● **Description of the task**:
What appears from the first line of the data below through the line containing "Target: weathered wooden post", both included, should be copied exactly, and nothing else.
● ● ● ● ● ● ●
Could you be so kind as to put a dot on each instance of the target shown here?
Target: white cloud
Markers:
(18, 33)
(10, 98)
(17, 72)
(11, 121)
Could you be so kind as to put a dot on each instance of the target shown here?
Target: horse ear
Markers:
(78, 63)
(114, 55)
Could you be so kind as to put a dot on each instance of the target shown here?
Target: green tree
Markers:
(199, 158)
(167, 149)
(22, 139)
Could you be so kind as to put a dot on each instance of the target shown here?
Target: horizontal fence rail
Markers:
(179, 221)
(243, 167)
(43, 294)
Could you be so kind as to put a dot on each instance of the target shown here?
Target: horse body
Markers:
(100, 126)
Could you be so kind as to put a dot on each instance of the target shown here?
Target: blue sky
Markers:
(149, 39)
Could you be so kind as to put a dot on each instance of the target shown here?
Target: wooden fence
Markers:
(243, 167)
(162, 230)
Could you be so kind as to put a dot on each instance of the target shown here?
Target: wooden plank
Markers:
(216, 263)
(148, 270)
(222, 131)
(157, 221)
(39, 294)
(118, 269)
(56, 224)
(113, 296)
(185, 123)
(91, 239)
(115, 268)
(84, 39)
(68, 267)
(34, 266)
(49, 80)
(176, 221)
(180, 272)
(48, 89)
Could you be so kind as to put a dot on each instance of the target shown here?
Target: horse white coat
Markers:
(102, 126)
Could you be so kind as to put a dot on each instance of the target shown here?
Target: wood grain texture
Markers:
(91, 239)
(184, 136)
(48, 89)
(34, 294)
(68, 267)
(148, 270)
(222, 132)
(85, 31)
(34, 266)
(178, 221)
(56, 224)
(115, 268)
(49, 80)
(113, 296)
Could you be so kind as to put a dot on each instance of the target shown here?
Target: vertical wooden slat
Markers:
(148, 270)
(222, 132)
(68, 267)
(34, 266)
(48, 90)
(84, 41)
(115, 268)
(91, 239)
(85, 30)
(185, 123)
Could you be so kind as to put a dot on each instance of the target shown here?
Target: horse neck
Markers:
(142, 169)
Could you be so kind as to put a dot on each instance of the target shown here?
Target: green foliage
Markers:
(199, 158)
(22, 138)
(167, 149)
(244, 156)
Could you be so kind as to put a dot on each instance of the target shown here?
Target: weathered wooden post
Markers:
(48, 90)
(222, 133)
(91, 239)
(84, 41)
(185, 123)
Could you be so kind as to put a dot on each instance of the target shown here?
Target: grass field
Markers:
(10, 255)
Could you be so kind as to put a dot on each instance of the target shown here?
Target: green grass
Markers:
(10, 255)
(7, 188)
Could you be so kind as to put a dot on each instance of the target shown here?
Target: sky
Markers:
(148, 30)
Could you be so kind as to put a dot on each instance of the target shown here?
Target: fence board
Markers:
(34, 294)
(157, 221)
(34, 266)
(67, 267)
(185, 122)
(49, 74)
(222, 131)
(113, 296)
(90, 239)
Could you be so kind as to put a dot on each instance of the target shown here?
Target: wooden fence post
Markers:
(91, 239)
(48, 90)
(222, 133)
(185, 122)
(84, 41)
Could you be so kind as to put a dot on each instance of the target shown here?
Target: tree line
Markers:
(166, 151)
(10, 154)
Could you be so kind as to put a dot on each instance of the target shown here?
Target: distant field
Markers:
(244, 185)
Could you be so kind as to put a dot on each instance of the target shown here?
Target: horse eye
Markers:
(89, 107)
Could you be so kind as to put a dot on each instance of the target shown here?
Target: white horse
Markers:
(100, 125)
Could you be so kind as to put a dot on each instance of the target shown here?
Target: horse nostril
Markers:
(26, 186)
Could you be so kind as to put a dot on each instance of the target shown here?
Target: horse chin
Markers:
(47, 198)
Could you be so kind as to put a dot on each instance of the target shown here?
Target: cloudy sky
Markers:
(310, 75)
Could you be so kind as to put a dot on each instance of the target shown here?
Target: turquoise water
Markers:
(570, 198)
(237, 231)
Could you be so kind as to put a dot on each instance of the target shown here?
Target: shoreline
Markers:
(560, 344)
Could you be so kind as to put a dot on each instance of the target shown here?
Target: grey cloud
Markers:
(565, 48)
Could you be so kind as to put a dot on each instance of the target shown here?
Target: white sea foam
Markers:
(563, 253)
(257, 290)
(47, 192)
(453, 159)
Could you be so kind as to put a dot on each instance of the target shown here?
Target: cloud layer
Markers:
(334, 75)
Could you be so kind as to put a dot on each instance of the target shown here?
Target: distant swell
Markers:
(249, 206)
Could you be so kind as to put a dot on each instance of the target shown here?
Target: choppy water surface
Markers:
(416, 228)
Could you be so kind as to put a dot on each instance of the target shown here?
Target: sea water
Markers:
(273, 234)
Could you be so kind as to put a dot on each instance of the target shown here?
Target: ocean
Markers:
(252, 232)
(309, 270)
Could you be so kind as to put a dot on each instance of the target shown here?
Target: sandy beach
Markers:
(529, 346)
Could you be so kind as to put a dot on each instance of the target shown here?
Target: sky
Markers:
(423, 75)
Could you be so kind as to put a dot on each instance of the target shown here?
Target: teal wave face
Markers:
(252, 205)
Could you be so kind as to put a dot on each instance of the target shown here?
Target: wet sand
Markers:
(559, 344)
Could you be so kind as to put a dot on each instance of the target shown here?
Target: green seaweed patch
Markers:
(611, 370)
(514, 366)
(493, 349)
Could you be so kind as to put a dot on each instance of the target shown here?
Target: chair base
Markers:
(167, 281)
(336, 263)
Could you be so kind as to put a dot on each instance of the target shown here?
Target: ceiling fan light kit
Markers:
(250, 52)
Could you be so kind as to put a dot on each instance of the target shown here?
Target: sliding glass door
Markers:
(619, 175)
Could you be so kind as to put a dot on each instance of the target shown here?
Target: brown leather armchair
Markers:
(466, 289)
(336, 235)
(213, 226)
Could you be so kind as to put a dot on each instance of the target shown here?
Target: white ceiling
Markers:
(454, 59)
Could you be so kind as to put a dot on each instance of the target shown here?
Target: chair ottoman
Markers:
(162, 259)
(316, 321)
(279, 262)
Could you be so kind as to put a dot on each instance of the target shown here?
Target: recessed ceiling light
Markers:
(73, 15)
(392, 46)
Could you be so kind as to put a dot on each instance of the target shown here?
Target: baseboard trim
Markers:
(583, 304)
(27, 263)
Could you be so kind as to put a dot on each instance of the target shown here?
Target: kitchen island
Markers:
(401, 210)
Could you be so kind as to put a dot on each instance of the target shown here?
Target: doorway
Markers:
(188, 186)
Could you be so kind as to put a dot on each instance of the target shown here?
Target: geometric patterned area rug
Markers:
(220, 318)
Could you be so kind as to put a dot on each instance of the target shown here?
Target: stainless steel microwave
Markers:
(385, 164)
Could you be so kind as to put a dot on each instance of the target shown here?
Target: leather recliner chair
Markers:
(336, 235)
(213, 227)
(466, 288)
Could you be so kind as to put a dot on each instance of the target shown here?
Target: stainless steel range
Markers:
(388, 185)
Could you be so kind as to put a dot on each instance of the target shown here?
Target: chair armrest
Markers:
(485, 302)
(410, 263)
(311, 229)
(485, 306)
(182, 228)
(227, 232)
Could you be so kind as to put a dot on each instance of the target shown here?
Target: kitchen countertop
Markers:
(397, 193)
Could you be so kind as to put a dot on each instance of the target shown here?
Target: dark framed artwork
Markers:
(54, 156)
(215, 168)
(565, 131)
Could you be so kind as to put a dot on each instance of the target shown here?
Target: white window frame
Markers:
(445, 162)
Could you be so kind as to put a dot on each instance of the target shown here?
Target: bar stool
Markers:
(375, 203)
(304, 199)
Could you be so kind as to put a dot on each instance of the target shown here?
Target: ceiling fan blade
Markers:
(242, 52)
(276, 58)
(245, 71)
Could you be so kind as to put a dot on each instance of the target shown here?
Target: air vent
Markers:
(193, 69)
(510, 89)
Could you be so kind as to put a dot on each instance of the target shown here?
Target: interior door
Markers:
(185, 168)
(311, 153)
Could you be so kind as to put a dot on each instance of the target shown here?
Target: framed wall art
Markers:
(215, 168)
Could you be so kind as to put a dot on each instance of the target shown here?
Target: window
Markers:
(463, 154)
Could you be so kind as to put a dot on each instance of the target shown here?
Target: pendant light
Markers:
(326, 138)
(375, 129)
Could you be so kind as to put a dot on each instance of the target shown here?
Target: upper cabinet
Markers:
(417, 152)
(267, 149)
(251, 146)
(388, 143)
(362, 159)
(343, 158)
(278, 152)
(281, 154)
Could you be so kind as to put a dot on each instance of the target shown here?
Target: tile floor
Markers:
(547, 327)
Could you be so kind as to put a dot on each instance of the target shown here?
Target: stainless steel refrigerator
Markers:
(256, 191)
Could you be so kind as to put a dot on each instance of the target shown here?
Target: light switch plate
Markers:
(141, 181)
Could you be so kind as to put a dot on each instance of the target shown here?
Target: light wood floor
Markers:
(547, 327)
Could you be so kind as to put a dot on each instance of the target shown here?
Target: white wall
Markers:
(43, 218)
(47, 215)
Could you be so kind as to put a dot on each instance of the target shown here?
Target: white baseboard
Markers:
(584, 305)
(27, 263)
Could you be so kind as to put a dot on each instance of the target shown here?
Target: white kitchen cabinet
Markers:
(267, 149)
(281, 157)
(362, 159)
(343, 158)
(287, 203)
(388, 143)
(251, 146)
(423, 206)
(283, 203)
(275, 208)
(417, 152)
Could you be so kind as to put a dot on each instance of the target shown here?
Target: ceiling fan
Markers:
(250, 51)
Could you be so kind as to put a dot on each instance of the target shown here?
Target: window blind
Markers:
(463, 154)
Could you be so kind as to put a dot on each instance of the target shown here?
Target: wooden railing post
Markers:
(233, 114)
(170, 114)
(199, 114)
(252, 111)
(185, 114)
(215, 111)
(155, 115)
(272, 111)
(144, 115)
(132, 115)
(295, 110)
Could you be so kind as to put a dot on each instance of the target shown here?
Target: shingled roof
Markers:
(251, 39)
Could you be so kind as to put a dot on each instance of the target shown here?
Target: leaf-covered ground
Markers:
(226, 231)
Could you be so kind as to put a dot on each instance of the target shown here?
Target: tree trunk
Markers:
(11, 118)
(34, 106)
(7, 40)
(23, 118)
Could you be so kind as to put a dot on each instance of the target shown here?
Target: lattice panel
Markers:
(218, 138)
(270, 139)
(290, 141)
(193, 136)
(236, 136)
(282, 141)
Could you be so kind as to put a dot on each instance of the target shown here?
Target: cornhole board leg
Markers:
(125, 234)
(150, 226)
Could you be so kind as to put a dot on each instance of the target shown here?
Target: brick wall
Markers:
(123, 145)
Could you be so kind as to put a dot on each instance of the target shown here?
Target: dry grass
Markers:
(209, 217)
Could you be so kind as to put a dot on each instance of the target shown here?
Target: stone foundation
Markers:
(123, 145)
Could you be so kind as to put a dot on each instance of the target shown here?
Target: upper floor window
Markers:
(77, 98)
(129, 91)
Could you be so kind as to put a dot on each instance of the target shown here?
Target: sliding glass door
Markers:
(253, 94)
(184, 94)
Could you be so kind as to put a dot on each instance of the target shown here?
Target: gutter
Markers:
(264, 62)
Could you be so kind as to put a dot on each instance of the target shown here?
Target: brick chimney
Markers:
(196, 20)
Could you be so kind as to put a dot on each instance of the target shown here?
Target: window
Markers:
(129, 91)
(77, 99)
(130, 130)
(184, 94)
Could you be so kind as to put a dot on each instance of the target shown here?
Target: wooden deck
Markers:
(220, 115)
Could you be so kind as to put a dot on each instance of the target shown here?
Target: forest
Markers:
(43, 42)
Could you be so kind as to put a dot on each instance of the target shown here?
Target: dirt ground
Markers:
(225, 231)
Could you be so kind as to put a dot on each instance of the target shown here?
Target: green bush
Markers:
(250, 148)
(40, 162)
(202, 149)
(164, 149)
● ● ● ● ● ● ●
● **Written response**:
Could you be so kind as to put a dot on each instance of the target shown here?
Target: white cloud
Markers:
(18, 33)
(10, 98)
(17, 72)
(11, 121)
Could you be so kind as to put a dot on each instance of the target shown here?
Target: horse ear
Markers:
(78, 63)
(114, 55)
Could you be so kind as to put a dot on each instance of the target shown here?
Target: green tree
Markers:
(199, 158)
(167, 149)
(22, 139)
Could you be so kind as to put a dot on each instance of the target shown here?
Target: horizontal fence rail
Markers:
(179, 221)
(243, 167)
(43, 294)
Could you be so kind as to put a dot on each instance of the target shown here?
Target: horse body
Markers:
(100, 126)
Could you be so kind as to put a dot on each instance of the target shown here?
Target: blue sky
Markers:
(149, 39)
Could you be so kind as to put a dot on each instance of the target shown here?
Target: wooden fence
Markers:
(243, 167)
(162, 230)
Could you be so kind as to put a dot on each instance of the target shown here?
Target: wooden plank
Markers:
(216, 263)
(148, 270)
(222, 131)
(157, 221)
(39, 294)
(118, 269)
(56, 224)
(113, 296)
(185, 123)
(91, 239)
(115, 268)
(84, 39)
(68, 267)
(34, 266)
(49, 80)
(176, 221)
(180, 272)
(48, 89)
Could you be so kind as to put a dot on each instance of the target shown here?
Target: horse white coat
Markers:
(102, 126)
Could you be so kind as to put a dot on each instance of the target shown here?
Target: wood grain texture
Markers:
(91, 239)
(184, 136)
(48, 89)
(34, 294)
(68, 267)
(148, 270)
(222, 132)
(85, 31)
(34, 266)
(178, 221)
(56, 224)
(115, 268)
(49, 80)
(113, 296)
Could you be so kind as to put a dot on each instance of the target shown here?
Target: vertical wooden slat
Markers:
(148, 270)
(222, 132)
(68, 267)
(34, 266)
(48, 90)
(84, 41)
(115, 268)
(91, 239)
(85, 30)
(185, 123)
Could you be so kind as to put a dot on each instance of the target shown here?
Target: horse neck
Markers:
(142, 169)
Could you be so kind as to put a dot on each instance of the target shown here?
Target: green foliage
Markers:
(199, 158)
(22, 138)
(167, 149)
(244, 156)
Could you be so kind as to put a dot on each instance of the target shown here?
Target: weathered wooden post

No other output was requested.